··· Entries shown ···

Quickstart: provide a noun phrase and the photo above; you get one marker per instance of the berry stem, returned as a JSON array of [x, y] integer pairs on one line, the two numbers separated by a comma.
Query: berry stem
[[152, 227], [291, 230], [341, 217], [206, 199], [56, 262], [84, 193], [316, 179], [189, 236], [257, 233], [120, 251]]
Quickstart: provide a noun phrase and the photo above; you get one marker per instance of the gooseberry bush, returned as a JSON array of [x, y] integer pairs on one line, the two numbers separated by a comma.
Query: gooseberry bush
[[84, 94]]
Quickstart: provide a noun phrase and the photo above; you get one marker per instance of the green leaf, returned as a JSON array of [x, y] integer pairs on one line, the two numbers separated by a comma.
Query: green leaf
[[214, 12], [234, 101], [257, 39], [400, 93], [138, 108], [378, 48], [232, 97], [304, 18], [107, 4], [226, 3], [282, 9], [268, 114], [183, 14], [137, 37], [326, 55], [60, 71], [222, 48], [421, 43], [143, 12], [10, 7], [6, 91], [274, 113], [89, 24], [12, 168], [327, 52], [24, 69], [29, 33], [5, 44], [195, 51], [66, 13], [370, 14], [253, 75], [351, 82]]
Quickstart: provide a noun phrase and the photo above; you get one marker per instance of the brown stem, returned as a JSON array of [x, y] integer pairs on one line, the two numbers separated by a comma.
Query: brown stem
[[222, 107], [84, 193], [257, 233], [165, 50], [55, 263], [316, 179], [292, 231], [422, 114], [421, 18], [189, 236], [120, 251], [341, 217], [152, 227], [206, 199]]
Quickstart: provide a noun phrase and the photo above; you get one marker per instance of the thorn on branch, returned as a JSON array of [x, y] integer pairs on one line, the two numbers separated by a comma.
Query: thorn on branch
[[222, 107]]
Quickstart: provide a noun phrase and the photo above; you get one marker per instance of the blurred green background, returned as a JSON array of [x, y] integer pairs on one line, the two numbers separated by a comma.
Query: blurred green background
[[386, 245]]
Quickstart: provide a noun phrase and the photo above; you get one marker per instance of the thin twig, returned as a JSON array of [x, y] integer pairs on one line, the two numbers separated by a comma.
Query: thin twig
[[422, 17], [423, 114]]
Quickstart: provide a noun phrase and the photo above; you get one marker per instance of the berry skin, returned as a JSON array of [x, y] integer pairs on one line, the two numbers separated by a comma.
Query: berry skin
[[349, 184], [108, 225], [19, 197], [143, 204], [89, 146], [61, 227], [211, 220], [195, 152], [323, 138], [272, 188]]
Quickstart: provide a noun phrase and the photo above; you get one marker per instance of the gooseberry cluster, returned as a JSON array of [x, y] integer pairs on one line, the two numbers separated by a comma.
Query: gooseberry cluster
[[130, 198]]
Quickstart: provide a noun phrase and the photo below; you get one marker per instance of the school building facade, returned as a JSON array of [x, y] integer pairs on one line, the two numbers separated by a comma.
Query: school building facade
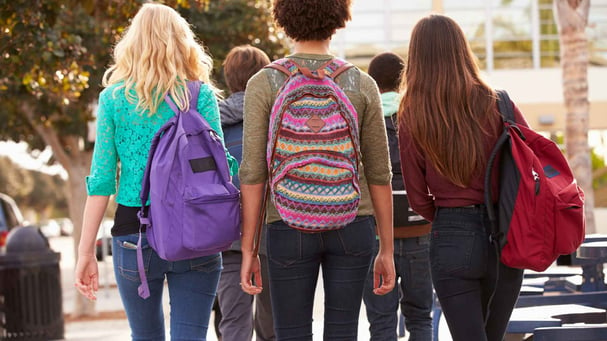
[[516, 43]]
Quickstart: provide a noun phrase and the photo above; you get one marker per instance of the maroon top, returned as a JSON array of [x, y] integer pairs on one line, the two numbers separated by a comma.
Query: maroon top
[[427, 189]]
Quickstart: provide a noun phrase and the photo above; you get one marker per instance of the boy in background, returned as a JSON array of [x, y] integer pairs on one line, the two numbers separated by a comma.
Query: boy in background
[[411, 232]]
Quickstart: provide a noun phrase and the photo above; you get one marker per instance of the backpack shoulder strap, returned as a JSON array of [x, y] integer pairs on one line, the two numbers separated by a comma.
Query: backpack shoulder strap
[[284, 65], [504, 104], [194, 91], [335, 67]]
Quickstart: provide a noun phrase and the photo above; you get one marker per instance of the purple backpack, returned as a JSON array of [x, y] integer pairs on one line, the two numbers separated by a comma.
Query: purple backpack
[[194, 207]]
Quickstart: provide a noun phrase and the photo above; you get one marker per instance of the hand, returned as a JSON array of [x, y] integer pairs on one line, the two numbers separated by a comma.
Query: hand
[[87, 276], [250, 268], [383, 273]]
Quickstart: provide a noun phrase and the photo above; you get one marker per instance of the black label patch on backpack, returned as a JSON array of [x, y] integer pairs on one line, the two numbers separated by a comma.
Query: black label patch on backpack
[[550, 172], [203, 164]]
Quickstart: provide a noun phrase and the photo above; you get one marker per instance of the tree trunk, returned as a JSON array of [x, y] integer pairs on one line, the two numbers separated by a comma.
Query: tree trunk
[[572, 19], [68, 151]]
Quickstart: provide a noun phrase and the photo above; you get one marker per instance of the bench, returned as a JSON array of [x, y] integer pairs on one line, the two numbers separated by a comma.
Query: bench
[[574, 332], [527, 320]]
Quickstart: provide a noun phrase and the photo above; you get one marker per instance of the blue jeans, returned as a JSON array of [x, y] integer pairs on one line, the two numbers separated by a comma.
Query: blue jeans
[[465, 269], [192, 286], [412, 262], [295, 258]]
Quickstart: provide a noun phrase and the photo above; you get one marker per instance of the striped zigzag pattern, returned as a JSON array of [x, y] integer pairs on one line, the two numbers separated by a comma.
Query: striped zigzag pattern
[[314, 167]]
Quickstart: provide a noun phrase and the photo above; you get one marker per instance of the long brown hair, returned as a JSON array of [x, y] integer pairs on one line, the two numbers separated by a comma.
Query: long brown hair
[[446, 107]]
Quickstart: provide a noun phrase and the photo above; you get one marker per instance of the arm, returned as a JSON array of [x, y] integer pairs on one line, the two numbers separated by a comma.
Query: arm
[[209, 109], [376, 161], [413, 170], [87, 272], [100, 184], [250, 267], [384, 275], [253, 175]]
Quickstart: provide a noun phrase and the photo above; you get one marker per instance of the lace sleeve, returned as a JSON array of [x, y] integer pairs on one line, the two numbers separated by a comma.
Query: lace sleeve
[[102, 179], [209, 109]]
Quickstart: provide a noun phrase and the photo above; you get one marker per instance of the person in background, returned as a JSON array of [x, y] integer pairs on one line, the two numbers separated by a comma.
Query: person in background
[[448, 124], [411, 232], [345, 254], [238, 318], [155, 57]]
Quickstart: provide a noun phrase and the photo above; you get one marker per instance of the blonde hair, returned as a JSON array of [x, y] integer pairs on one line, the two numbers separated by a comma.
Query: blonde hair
[[156, 56]]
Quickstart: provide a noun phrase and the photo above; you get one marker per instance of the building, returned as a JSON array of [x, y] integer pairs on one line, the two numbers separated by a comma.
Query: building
[[516, 42]]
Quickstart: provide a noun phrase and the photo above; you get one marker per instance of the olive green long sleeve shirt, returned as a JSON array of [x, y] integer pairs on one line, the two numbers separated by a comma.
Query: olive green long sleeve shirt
[[364, 95]]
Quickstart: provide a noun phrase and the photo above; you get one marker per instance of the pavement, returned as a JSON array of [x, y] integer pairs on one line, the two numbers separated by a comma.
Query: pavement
[[116, 328], [109, 304]]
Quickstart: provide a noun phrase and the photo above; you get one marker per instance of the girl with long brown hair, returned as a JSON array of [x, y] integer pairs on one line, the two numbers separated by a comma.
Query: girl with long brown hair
[[448, 123]]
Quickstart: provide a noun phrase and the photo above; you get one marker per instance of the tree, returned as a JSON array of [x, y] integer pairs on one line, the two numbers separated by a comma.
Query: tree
[[54, 53], [572, 19]]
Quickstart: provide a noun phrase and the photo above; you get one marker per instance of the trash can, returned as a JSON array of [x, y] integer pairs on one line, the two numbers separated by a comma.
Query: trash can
[[30, 288]]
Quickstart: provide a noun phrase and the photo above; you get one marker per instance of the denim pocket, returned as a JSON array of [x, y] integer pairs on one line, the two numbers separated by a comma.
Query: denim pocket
[[358, 237], [284, 244], [207, 264], [418, 276], [458, 252], [127, 256]]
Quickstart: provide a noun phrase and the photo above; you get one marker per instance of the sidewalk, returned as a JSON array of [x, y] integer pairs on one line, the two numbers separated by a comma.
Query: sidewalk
[[108, 301]]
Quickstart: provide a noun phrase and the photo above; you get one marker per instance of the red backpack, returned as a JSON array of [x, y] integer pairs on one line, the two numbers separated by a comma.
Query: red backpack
[[540, 207]]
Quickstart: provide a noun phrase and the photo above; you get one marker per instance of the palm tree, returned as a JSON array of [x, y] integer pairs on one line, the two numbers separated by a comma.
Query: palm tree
[[572, 18]]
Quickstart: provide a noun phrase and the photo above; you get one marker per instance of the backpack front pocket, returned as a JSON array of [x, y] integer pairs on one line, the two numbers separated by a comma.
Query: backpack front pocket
[[316, 190]]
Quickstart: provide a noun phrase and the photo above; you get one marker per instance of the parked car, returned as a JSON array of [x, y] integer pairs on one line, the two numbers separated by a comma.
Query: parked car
[[50, 228], [66, 225], [104, 234], [10, 217]]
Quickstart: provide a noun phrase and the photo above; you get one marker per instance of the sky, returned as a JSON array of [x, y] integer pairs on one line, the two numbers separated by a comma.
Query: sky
[[37, 160]]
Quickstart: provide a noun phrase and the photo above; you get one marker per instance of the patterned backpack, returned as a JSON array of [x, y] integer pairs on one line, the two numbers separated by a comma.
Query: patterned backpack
[[313, 150]]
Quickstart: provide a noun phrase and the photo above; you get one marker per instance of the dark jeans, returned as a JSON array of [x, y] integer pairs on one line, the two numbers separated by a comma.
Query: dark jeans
[[411, 259], [295, 258], [464, 272]]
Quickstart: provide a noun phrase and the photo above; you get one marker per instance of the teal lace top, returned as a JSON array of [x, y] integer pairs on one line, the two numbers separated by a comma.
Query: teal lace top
[[123, 141]]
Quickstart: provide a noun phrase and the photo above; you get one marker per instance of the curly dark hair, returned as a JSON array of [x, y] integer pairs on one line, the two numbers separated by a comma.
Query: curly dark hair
[[306, 20]]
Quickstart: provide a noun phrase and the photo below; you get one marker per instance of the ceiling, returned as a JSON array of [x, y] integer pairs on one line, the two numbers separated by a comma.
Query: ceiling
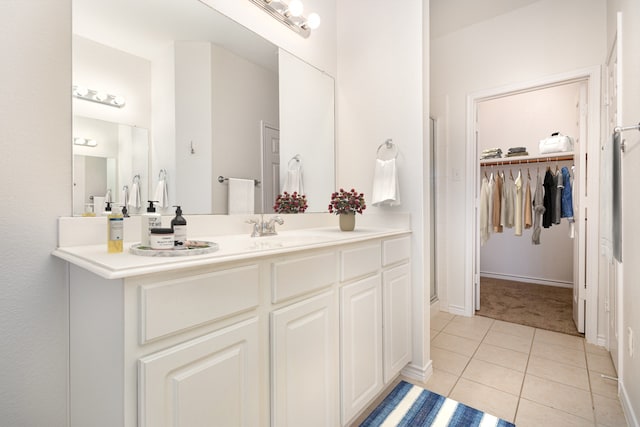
[[448, 16]]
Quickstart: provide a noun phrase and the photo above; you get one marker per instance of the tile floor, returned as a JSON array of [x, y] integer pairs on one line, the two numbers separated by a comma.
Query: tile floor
[[525, 375]]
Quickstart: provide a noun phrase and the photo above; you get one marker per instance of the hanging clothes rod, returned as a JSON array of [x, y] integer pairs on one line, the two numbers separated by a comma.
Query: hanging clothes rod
[[525, 161], [619, 129], [222, 179]]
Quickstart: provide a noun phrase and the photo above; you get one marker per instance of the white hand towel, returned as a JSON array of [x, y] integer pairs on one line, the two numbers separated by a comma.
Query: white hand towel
[[386, 188], [241, 196], [162, 194], [293, 181]]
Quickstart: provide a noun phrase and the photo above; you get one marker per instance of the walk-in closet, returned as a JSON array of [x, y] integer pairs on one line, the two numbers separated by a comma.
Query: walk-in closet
[[530, 261]]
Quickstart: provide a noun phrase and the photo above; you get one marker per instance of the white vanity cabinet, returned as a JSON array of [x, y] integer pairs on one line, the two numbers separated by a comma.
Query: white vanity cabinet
[[307, 336]]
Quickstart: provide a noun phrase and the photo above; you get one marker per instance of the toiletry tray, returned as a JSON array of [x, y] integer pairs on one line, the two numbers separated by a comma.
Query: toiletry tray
[[191, 247]]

···

Your goal
Tally the lines in these entries that have the string "below" in them, then answer with the count and nothing else.

Answer to the exercise
2